_WHAT TO WORK ON_
From the interview below, extract the passage starting with "I suppose you" and going on through "don’t charge for.", word for word.

_ARTICLE_
☆ ☆ ☆ ☆

Case concept - the old case concept case theory. Why did this happen? What is our reason? What are we going to tell the jury? What are we going to say to the Judge about why these events unfolded? That stopping and thinking is something that with the way that time is costed and valued now, is in danger of being lost because people don’t believe they are entitled to sit there for an hour and just think.
Or just talk something over with either your junior or your solicitors or the person in the room next door in Chambers.
I suppose you can put it down to a conference.
Or there’s no charge for it but people are very concerned about spending time doing what they see as work that they don’t charge for.
Because you don’t end up with a piece of paper or a letter or something at the end of it.
Back at your career to date, do you have any cases that stand out as your favourite or as career highlights?
The war crimes obviously has to be a huge one. I heard Michael David interviewed on the ABC last week and he certainly nominated that as his career highlight. It was just because it was such an unusual and fascinating case that you were back in 1942 trying events that occurred in a theatre of war on the other side of the world.
How did it come that the group of you became involved in the war crimes cases?
War Crimes, the true story.
I’d like to describe the expression on your face right now for the recording but I’ll leave it to you .
It was a Commonwealth prosecution. I was brought into argue a Federal Court pleading point about particulars. At that stage there was an issue in the trial about fitness to plead. There had been no committal because of the fitness issue. Michael David was briefed to argue that in the Supreme Court. Michael and I sat down together and said “this is going off the rails, we must go to the Commonwealth and we must say let’s start again. Let’s forget the fitness issue. Let’s go back and let’s have a proper ordinary committal and a proper ordinary trial and forget these side winds” and that’s what we did. That’s how we came to be briefed from what was the re-start of the trial. Then the two other individuals from South Australia were charged and naturally enough they briefed us as well.
And in addition to war crimes, any other particular trials or cases generally that stand out?
You know there are a lot of trials that I loved which weren’t particularly high profile but, I suppose it’s just human nature, the ones that stick in your mind are the ones that created the most publicity. You can’t help but hold those in your mind, so you can’t help but remember cases like Nemer, Easling, like Aitken, cases that were on the front page. Cases like Ralph Clarke. There were lots that weren’t on the front page that were equally interesting, equally passionate and involving but they obviously don’t stick in your mind like the high profile ones do.
And it was after you’d taken Silk that you became the first female president of the Law Society of South Australia. That must have been a very difficult job being President of the Law Society, which is very time consuming, particularly for someone like you who was very high profile at the time, as well as maintaining your practice?
Yes I’m trying to remember when was I president of the Law Society.
It was very time consuming. I had a terrific Chief Executive Officer, Barry Fitzgerald, at the time, and I used to meet him every morning before Court. So I’d meet him every morning at the Law Society at 8 o’clock then he would bring matters down to me at lunch time and then often I’d be back at the Law Society after hours. It’s a bit like they say “how do you feel now you’ve stopped hitting your head against the wall?” You don’t realise until you stop doing it how much it hurt.
It was one of the years I was working for you and I remember it being very chaotic but incredibly fun.

☆ ☆ ☆ ☆

_SUPPLIED INFORMATION_

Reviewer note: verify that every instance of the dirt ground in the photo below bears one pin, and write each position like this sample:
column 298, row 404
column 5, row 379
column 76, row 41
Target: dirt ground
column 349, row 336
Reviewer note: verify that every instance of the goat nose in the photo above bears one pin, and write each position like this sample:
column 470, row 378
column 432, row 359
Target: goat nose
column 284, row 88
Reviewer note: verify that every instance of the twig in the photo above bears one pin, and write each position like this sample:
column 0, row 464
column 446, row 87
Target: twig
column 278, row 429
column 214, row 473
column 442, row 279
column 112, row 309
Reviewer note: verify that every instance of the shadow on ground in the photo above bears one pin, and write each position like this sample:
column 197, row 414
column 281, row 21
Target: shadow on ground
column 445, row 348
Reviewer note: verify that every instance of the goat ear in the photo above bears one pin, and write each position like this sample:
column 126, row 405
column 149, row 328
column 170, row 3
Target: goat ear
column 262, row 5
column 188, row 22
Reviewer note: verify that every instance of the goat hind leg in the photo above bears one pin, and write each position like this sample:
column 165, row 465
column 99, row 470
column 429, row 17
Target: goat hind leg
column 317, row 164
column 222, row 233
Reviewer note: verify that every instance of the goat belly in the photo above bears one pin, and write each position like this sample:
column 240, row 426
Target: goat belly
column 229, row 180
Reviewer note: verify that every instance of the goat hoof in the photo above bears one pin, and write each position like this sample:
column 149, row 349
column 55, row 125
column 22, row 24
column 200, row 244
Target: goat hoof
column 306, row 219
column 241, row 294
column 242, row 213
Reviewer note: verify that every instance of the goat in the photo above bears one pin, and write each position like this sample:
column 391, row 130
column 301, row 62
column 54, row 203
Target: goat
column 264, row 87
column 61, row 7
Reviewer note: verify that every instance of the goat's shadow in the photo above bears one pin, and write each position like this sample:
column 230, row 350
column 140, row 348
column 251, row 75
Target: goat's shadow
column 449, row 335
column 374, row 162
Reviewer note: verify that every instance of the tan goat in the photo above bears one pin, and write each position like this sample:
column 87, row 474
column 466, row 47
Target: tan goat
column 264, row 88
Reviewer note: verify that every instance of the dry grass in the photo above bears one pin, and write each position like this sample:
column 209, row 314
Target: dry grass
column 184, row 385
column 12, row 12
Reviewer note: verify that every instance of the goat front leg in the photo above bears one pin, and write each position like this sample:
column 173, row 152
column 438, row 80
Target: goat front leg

☆ ☆ ☆ ☆

_OUTPUT OF THE EXERCISE_
I suppose you can put it down to a conference.
Or there’s no charge for it but people are very concerned about spending time doing what they see as work that they don’t charge for.